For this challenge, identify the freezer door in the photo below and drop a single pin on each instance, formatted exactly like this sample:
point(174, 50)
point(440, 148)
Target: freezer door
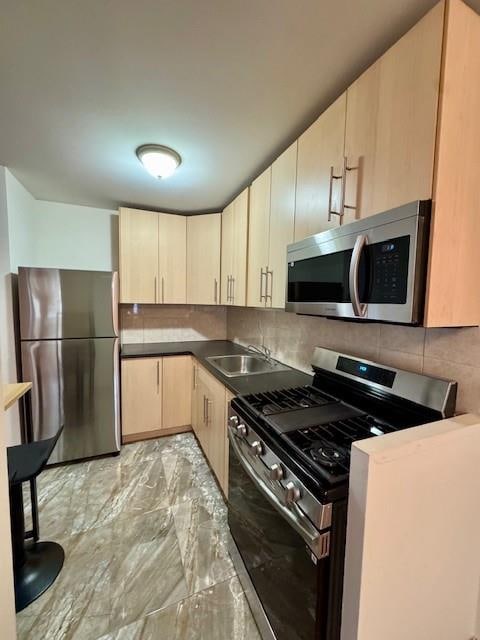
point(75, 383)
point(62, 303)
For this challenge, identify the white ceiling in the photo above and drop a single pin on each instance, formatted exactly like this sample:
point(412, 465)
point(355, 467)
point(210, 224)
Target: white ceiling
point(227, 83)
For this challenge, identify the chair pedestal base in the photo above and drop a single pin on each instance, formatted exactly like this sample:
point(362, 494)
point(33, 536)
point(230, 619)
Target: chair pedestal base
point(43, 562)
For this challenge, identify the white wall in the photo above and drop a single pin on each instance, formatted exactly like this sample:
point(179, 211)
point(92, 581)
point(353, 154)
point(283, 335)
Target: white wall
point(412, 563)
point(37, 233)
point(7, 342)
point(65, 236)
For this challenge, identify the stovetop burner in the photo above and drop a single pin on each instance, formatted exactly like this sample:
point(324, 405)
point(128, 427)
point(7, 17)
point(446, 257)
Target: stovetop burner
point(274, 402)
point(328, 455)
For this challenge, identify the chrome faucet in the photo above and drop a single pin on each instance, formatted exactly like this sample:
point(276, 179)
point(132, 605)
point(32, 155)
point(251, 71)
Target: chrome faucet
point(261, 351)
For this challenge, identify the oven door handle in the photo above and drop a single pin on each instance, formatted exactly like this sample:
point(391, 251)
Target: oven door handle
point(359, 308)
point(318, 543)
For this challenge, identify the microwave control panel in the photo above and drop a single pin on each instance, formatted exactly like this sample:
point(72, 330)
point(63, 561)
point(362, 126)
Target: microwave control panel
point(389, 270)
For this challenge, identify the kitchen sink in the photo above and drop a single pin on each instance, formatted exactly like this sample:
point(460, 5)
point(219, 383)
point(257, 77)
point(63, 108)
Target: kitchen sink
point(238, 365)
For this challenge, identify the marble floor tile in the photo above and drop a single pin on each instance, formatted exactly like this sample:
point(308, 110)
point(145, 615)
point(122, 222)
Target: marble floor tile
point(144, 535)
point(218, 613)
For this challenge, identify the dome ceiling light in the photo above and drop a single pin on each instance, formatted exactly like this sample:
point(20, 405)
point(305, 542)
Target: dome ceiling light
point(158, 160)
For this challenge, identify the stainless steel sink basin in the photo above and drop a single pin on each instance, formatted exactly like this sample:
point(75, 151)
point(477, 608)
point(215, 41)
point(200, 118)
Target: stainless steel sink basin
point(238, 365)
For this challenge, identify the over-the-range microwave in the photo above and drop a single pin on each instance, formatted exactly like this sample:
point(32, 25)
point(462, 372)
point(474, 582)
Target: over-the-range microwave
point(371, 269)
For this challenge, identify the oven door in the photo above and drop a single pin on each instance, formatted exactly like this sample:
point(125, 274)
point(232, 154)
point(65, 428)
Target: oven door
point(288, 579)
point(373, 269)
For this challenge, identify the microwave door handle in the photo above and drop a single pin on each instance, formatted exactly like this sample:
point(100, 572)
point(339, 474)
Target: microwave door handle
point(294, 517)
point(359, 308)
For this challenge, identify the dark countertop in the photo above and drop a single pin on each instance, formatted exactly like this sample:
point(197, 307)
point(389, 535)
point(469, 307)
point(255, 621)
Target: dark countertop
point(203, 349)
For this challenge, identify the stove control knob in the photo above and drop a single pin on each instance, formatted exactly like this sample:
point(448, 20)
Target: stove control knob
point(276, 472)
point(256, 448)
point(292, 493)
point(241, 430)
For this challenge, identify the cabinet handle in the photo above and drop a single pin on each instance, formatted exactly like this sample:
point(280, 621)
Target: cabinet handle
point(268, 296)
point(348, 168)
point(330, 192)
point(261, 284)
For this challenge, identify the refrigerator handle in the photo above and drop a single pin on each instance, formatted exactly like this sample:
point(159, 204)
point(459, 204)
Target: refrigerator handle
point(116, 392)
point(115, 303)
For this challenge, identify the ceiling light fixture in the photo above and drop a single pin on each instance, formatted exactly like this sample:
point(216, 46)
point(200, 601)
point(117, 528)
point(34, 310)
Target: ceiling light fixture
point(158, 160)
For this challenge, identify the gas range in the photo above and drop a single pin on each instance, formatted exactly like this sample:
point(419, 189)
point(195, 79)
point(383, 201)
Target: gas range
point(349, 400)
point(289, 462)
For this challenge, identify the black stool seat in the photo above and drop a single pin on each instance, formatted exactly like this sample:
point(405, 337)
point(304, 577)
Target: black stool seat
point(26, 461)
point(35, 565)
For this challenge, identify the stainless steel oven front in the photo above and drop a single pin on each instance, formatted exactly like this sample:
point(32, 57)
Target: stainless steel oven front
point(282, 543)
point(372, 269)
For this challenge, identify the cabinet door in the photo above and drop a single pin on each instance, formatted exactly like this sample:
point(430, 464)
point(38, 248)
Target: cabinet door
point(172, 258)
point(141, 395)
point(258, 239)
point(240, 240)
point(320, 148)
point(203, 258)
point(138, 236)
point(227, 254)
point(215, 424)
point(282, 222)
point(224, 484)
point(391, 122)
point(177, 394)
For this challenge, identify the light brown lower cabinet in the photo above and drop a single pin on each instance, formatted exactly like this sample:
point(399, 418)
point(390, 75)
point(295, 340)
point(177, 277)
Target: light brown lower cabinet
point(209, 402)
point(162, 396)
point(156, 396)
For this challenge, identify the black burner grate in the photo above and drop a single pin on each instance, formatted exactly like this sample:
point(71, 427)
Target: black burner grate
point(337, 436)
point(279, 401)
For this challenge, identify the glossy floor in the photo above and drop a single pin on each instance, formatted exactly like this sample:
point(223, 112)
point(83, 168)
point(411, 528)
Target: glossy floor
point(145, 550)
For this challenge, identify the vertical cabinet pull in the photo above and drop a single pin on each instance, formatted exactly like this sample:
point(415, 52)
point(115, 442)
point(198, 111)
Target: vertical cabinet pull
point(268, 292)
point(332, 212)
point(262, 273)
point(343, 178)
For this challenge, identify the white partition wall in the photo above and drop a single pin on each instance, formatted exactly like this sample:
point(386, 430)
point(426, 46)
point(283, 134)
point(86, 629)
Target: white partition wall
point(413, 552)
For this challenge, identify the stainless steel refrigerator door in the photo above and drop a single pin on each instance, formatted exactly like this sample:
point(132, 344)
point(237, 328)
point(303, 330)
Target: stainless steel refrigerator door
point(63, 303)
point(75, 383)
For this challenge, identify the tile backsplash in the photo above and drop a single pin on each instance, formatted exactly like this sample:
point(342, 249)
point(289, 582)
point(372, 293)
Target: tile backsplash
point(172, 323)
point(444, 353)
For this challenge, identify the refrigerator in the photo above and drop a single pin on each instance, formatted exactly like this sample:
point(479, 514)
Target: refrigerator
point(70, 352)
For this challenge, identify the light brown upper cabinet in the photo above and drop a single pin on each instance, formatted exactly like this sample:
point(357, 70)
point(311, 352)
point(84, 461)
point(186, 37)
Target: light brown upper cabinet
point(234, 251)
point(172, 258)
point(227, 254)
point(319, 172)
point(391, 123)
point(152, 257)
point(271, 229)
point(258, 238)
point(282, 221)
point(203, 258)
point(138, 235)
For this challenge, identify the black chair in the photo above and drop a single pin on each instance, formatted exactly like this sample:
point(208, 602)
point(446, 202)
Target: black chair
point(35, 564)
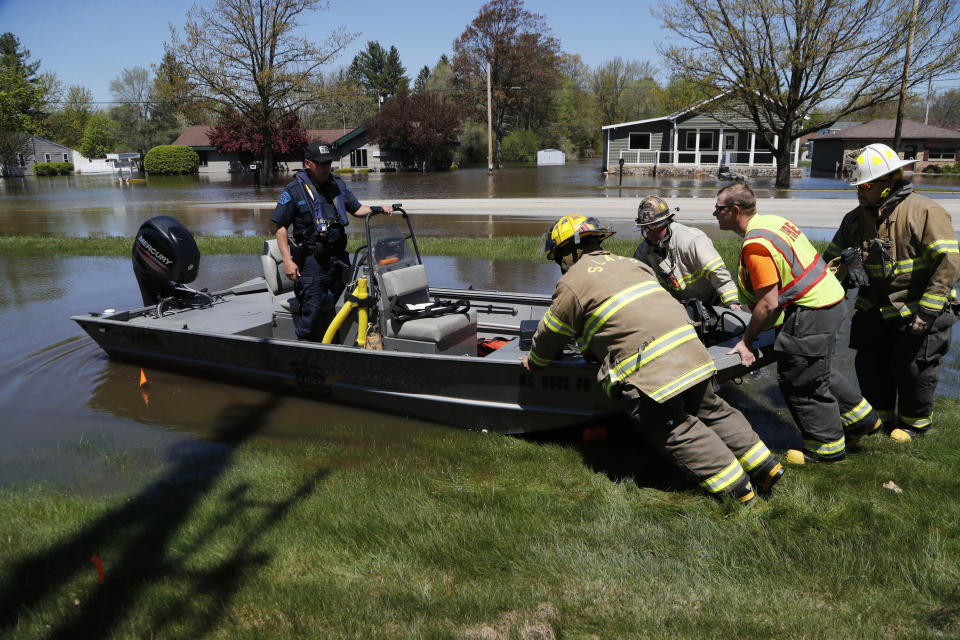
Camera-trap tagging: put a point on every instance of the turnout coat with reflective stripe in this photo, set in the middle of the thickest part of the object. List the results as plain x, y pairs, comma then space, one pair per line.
---
Directions >> Reproduce all of the entries above verbatim, omitting the pictures.

The completed task >>
For this challenge, identify the freezer door in the photo below and drop a single pin on each instance, formatted exactly like this sample:
point(174, 50)
point(440, 148)
Target: freezer door
point(75, 383)
point(62, 303)
For this challenge, identify the white ceiling in the photo above and drop a single pin on each instance, formatted exactly like this sample:
point(412, 465)
point(355, 467)
point(210, 224)
Target: white ceiling
point(227, 83)
For this challenge, identify the chair pedestal base in the photo above and drop a single pin on each instance, formatted exactly like this sample:
point(362, 494)
point(33, 536)
point(230, 619)
Target: chair pedestal base
point(43, 562)
For this challenge, identify the white wall in the photo above and drop a single pin on each instance, formatted exactly like this sample:
point(179, 211)
point(92, 581)
point(353, 154)
point(283, 335)
Target: white wall
point(412, 563)
point(37, 233)
point(7, 342)
point(65, 236)
For this challenge, identify the stovetop burner in the photo above and drop a single pin on each instance, formatted exactly like this sample:
point(324, 405)
point(128, 427)
point(7, 17)
point(446, 257)
Target: stovetop burner
point(274, 402)
point(328, 455)
For this challenge, identify the chrome faucet in the photo above and drop a single pin on each instance, formatted exactly like this sample:
point(276, 179)
point(132, 605)
point(32, 155)
point(251, 71)
Target: chrome faucet
point(261, 351)
For this challenge, identify the oven door handle in the photo above and drop a single pin on each instance, formatted exactly like this sample:
point(391, 251)
Target: oven door handle
point(359, 308)
point(318, 543)
For this challenge, identify the microwave control panel in the photo above and drop a single pin on each instance, formatted exactly like this sample:
point(72, 330)
point(63, 561)
point(362, 126)
Target: microwave control panel
point(389, 270)
For this challenge, identify the kitchen sink in the photo above and drop a single pin on each instance, formatted exactly like this sample:
point(460, 5)
point(219, 383)
point(257, 77)
point(63, 108)
Target: kitchen sink
point(238, 365)
For this challenge, identify the marble floor tile in the photo above and drop a single pin on each instance, formatted exactly like this sample:
point(308, 110)
point(145, 615)
point(122, 222)
Target: marble floor tile
point(144, 535)
point(218, 613)
For this challenge, identify the dome ceiling light in the photo above and drop a single pin on each instance, formatted exactly like this sample:
point(20, 405)
point(305, 542)
Target: dome ceiling light
point(158, 160)
For this challenge, identify the stainless steel sink basin in the photo above and drop a single pin on each instance, formatted exactly like this sample:
point(75, 151)
point(477, 608)
point(215, 41)
point(200, 118)
Target: stainless steel sink basin
point(238, 365)
For this challenge, identify the over-the-range microwave in the photo above and drop a single pin on each instance, formatted exactly like this sample:
point(32, 25)
point(462, 372)
point(474, 582)
Target: over-the-range microwave
point(371, 269)
For this challenge, identify the oven door in the photo above and drop a single pin on each instance, formatted exactly like this sample:
point(125, 274)
point(232, 154)
point(65, 428)
Target: oven door
point(288, 579)
point(373, 269)
For this challenge, identify the microwave door handle in the photo above and drop a single pin on each instance, formatted exactly like this sample:
point(100, 572)
point(339, 474)
Target: microwave door handle
point(294, 517)
point(359, 308)
For this challenge, identify the dark countertop in the photo above and drop a single pin on each instance, formatted exactly like this sample:
point(197, 307)
point(389, 535)
point(469, 307)
point(255, 621)
Target: dark countertop
point(203, 349)
For this challenge, identify the stove control knob in the photo above and drop a single pin on each instance, formatted exactly like this sample:
point(448, 20)
Target: stove control knob
point(276, 472)
point(256, 448)
point(292, 493)
point(241, 430)
For this challenge, identify the cabinet handle in the photo above and drop a single pin on each instance, formatted exactly like this sample:
point(280, 621)
Target: cabinet handle
point(268, 296)
point(348, 168)
point(330, 192)
point(261, 284)
For this challenge, identify the refrigerator handle in the photo above and drop a single pin on each instance, formatted exactly like this sample:
point(159, 204)
point(459, 204)
Target: refrigerator handle
point(116, 392)
point(115, 303)
For this challenge, identify the ceiling light fixture in the photo above and drop a single pin on each instance, formatted exactly like this sample:
point(216, 46)
point(200, 601)
point(117, 528)
point(34, 310)
Target: ceiling light fixture
point(158, 160)
For this challenge, identify the gas range in the photo above and drop a single pin on each instance, formatted exactly like this sample:
point(419, 189)
point(195, 79)
point(383, 201)
Target: gas range
point(349, 400)
point(289, 462)
For this challenge, identify the black stool seat in the photo above and drop a single pin on each instance, formatted exactly like this sample:
point(405, 337)
point(304, 577)
Target: black stool seat
point(26, 461)
point(35, 565)
For this challenge, identify the stainless steel oven front in the photo above and drop a single pin on each instance, formatted exactly like this sample:
point(32, 57)
Target: stainless steel oven front
point(282, 543)
point(372, 269)
For this challenge, identify the cabinet door in the photo above and drop a single pin on each instance, formatted exactly like this sample:
point(430, 464)
point(38, 248)
Target: cabinet door
point(172, 258)
point(141, 395)
point(258, 239)
point(240, 240)
point(320, 148)
point(203, 258)
point(138, 236)
point(227, 254)
point(215, 424)
point(282, 222)
point(224, 484)
point(391, 122)
point(177, 394)
For this challenge, identify the light brown lower cabinet in the photo above and drop a single pin on each instance, formatted exactly like this sample:
point(399, 418)
point(390, 75)
point(295, 340)
point(177, 277)
Target: light brown lower cabinet
point(209, 402)
point(162, 396)
point(156, 396)
For this challenge, identify the black burner grate in the photo above and drop a single pin on each instance, formatted exactly like this sample:
point(71, 427)
Target: black burner grate
point(337, 436)
point(279, 401)
For this challenge, identify the glossy floor in the photo above and drop a single pin on each instance, formatted exactly like this sample:
point(223, 112)
point(83, 168)
point(411, 528)
Target: glossy floor
point(145, 550)
For this challenge, identify the vertical cabinet pull in the photo above and drop a single pin on each instance, formatted exactly like this sample:
point(415, 52)
point(115, 442)
point(198, 111)
Target: vertical cabinet pull
point(268, 292)
point(332, 212)
point(262, 273)
point(343, 178)
For this challenge, identify the white partition wall in the photo above and drop a single pin on each instance, formatted exactly like this sample:
point(386, 430)
point(426, 46)
point(283, 134)
point(86, 629)
Target: white partition wall
point(413, 552)
For this challenge, identify the stainless steel refrigerator door in the photo above and drop a single pin on each instance, formatted exactly like this sample:
point(132, 344)
point(237, 328)
point(303, 330)
Target: stainless steel refrigerator door
point(63, 303)
point(75, 383)
For this challenge, identify the tile backsplash in the photo above and drop a single pin on each instance, formatted exactly like this sample:
point(342, 249)
point(289, 582)
point(372, 293)
Target: tile backsplash
point(172, 323)
point(444, 353)
For this challenge, identify the refrigerator in the photo above and drop a single pin on each instance, formatted exactly like this sample:
point(479, 514)
Target: refrigerator
point(70, 352)
For this challenge, identify the light brown upper cabinet in the photo above and drop a single pin on each instance, formatted exactly like this sample:
point(357, 70)
point(311, 352)
point(84, 461)
point(186, 37)
Target: light brown upper cabinet
point(234, 251)
point(172, 258)
point(227, 254)
point(319, 172)
point(391, 123)
point(152, 257)
point(271, 229)
point(258, 238)
point(282, 221)
point(203, 258)
point(138, 235)
For this challenge, identify the black chair in the photo above and drop a single pin on each instance, formatted exactly like this sample:
point(208, 602)
point(446, 202)
Target: black chair
point(35, 564)
Camera-trap tagging: put a point on every instance of the turnout coat with reflective stripe in this photo, set in the middle of the thickest part of the object. List the results as plain x, y pairs, comma then space, one pair per line.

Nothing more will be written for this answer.